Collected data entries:

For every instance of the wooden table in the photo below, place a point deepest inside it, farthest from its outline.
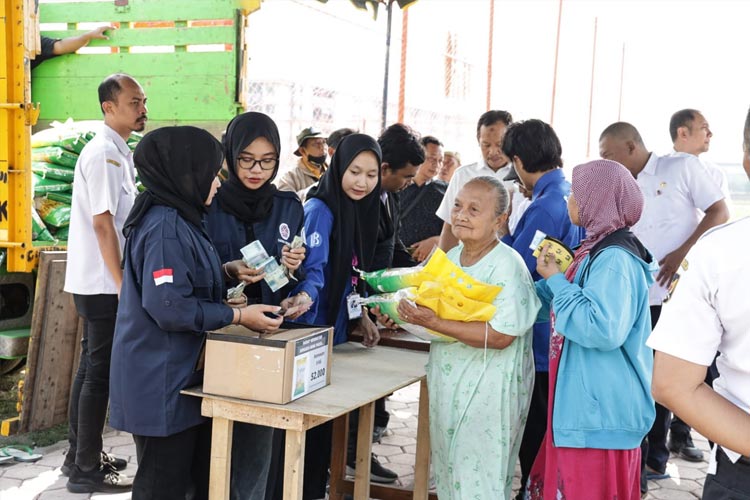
(397, 338)
(359, 377)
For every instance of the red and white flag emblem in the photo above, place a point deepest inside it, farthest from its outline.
(163, 276)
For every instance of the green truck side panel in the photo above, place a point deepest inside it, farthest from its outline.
(125, 37)
(182, 87)
(136, 10)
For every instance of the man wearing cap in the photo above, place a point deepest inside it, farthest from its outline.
(311, 164)
(535, 153)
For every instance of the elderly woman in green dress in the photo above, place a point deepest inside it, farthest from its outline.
(480, 379)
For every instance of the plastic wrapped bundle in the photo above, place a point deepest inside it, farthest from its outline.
(52, 171)
(53, 213)
(43, 186)
(56, 155)
(437, 268)
(388, 304)
(39, 231)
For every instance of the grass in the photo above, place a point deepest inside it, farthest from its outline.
(8, 400)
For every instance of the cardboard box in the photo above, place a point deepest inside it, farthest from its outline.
(275, 368)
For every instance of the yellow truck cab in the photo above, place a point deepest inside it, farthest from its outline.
(188, 56)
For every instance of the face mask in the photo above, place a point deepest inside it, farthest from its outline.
(318, 160)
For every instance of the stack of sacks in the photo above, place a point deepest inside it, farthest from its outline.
(54, 155)
(439, 285)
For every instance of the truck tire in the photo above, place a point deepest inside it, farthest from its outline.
(16, 300)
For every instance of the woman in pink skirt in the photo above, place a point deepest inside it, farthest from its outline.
(600, 403)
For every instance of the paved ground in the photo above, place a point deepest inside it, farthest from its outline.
(42, 480)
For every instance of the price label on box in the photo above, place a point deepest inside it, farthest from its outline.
(310, 365)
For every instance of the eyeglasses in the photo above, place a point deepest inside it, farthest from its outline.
(316, 142)
(247, 163)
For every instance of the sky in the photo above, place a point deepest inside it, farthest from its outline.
(678, 54)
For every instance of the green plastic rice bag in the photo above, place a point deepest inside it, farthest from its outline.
(55, 154)
(56, 136)
(52, 171)
(388, 304)
(44, 186)
(39, 231)
(53, 213)
(78, 143)
(62, 233)
(63, 197)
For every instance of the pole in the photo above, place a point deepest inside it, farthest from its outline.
(591, 91)
(554, 71)
(402, 80)
(622, 79)
(387, 60)
(489, 53)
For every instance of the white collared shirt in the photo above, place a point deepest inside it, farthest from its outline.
(467, 172)
(104, 182)
(717, 174)
(673, 188)
(709, 312)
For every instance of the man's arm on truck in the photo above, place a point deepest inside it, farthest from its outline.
(109, 245)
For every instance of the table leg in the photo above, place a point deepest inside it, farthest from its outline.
(221, 458)
(338, 457)
(422, 465)
(294, 464)
(364, 451)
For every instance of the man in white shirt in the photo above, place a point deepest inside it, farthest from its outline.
(691, 135)
(490, 131)
(709, 313)
(103, 194)
(675, 190)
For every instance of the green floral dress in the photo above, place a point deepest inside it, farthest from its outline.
(479, 400)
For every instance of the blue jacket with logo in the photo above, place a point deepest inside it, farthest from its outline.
(278, 229)
(548, 213)
(602, 396)
(318, 224)
(171, 295)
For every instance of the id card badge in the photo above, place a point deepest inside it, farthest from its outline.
(354, 306)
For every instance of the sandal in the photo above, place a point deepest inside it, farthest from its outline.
(20, 453)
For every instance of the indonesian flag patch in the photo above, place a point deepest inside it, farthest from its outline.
(163, 276)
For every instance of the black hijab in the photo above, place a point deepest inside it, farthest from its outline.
(248, 205)
(355, 223)
(177, 165)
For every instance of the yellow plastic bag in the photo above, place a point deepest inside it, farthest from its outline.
(441, 269)
(450, 303)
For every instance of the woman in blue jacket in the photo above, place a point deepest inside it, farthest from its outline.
(248, 207)
(341, 224)
(600, 368)
(171, 295)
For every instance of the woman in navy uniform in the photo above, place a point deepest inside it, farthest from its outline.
(171, 295)
(248, 207)
(341, 225)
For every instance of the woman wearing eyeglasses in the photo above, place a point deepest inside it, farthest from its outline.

-- Exercise objective --
The records above must be printed exactly; the pictures stay out.

-- Exercise result --
For every instance of the wooden table in the photo below, place a point deepest inside it, farthest from its outline.
(397, 338)
(359, 377)
For every instance of the red and white flag emblem in the photo above, place a point deepest inside it, farthest from its outline.
(163, 276)
For every instance of the green truck side panel in the photo above, place a point deepest inside it, farthest from its outline.
(125, 37)
(182, 87)
(136, 10)
For every instance of the man wearing cap in the photo above, place a point deepest inside it, farthest from its outline.
(311, 164)
(535, 153)
For every instance of the elderly woman in green dress in the photo above, place a point deepest inside it, farthest from its outline.
(480, 379)
For every instance of the plastic wrapped bundle in the photo above, place a point deepest inside it, farthest from its outline.
(52, 171)
(53, 213)
(43, 186)
(56, 155)
(437, 268)
(388, 304)
(39, 231)
For every instance of the grass in the photo above, place a point deepest inside it, farthest from its outline.
(8, 400)
For every instance of the cardboard box in the photo above, place a point deepest inside it, farthest from its outline.
(275, 368)
For every instance of the yellow truck cab in the photo above, place a point deepest inside it, farthest from its outline.
(188, 56)
For every instance of the face mask in the photo above, place a point deepest inside it, farthest from its outline.
(318, 160)
For every instance of the stack of sacks in the photo above, place a point deepest inside it, farthest from its outline.
(54, 155)
(439, 285)
For every instance of the truck tire in the photo above, place a point deepest inside it, farthest from its outline.
(16, 300)
For every instance of the woman in pink skirt in the photo above, place a point deepest inside it, farthest from its outline.
(600, 403)
For every instance of the paved ground in the photo above, place a point deepest inside it, farthest from its outline.
(42, 480)
For every instance of the price label on box in the photo above, place a point deepest inside it, farthest from its outline.
(310, 365)
For every instance of the eyeglasses in the photo above, place a point deepest inside it, farthest from its outline.
(316, 142)
(247, 163)
For every instance of the sky in the photo above, place a point deepest inside it, farthest from its outline.
(678, 54)
For every instance of the green plastic rice bag in the photo above, place a point deepest inside it, farthest from its outline.
(55, 154)
(56, 136)
(52, 171)
(388, 304)
(44, 186)
(39, 231)
(53, 213)
(78, 143)
(62, 233)
(63, 197)
For every instance of the pole in the photo above, place a point deepest inside it, farthest from its outline.
(591, 91)
(554, 71)
(402, 80)
(622, 79)
(387, 60)
(489, 53)
For every instance of the white collared shirt in the photo above, place a point deepest inside it, farthest from its outline.
(467, 172)
(104, 182)
(717, 174)
(673, 188)
(709, 312)
For every instance of the man's arm on truck in the photo above, place a point deepest inside it, farthest from its outline.
(109, 245)
For every instance of the table leg in the photo above, place a point deepest inside it, farthest from its outline.
(221, 458)
(338, 457)
(422, 465)
(294, 464)
(364, 451)
For every instance of the man in white shirt in the photo above, place a point deepest inside it, farthest from its outline.
(691, 135)
(490, 131)
(709, 313)
(103, 194)
(675, 190)
For every instance of the green floral dress in the photo above, place a point deepest inside it, farthest from its outline.
(479, 400)
For every instance of the blue jacket with logo in the photo above, place a point deepest inside it, farthest from its outline.
(278, 229)
(548, 213)
(602, 396)
(318, 224)
(171, 295)
For every instance of the id card badge in the photo above, place a point deepest inside it, farthest from its outline.
(354, 306)
For every instance of the sandal in the photo above, place a point deepest inside it, farthest from its outline.
(20, 453)
For every instance of the indonesian flag patch in the photo above, place a point deepest inside it, farthest from its outline.
(163, 276)
For every instance of the black hijab in the photo above, place a point deepest inside it, farthest from its outline.
(248, 205)
(355, 223)
(177, 165)
For every instance of the yellow plastic bag in the photo above, place a point deepest inside it, farthest from its outline.
(441, 269)
(450, 303)
For every instance of the woman in blue jacket in the photo above, place a point deepest inside it, farthest from its outline.
(248, 207)
(341, 224)
(600, 368)
(171, 295)
For every instance of the woman in navy uniform in the photo above, place a point deepest inside it, farthest from its outline.
(171, 295)
(248, 207)
(341, 225)
For every instance of the woman wearing eyeglasses in the photo above, place a point deepest inside it, farthest from its outline.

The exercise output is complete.